▶ [REQUIREMENTS]: Convert the listing below into a two-column CSV with the headers "prompt" and "response", one row for each request, putting its text and its answer each in one quoted field with line breaks replaced by spaces. Leave the pictures out.

▶ [LISTING]:
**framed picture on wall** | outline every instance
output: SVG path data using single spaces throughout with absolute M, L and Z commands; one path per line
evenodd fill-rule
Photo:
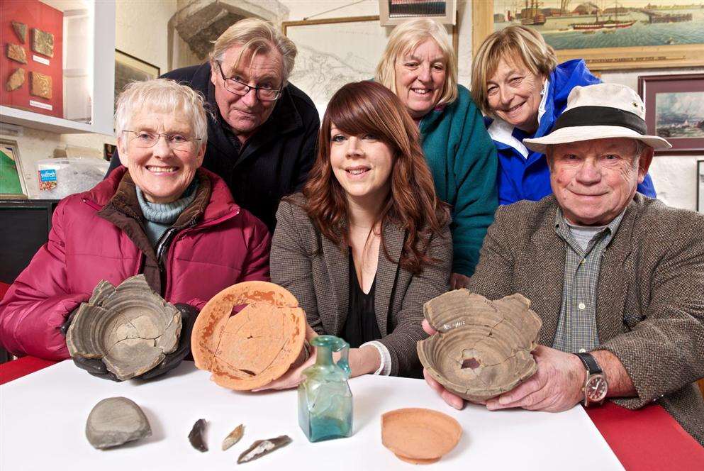
M 697 160 L 697 211 L 704 214 L 704 160 Z
M 591 70 L 704 65 L 704 1 L 472 2 L 472 49 L 494 31 L 523 25 L 540 33 L 559 61 Z
M 145 62 L 133 55 L 115 50 L 115 103 L 125 85 L 130 82 L 142 82 L 161 75 L 156 65 Z
M 704 74 L 642 75 L 638 94 L 648 133 L 672 144 L 656 154 L 704 155 Z
M 19 147 L 14 140 L 0 139 L 0 199 L 23 199 L 27 194 Z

▶ [ANSWER TO THE EXERCISE]:
prompt,response
"**framed picture on wall** | outline every instance output: SVG path data using single spaces throughout with absolute M, L and Z commands; one path per line evenodd fill-rule Photo:","M 697 160 L 697 211 L 704 214 L 704 160 Z M 591 70 L 704 65 L 704 1 L 472 2 L 472 49 L 494 31 L 523 25 L 540 33 L 559 61 Z M 145 62 L 133 55 L 115 50 L 115 103 L 125 85 L 130 82 L 142 82 L 161 75 L 156 65 Z M 704 74 L 642 75 L 638 94 L 648 133 L 672 144 L 656 154 L 704 155 Z M 19 147 L 14 140 L 0 139 L 0 199 L 23 199 L 27 194 Z"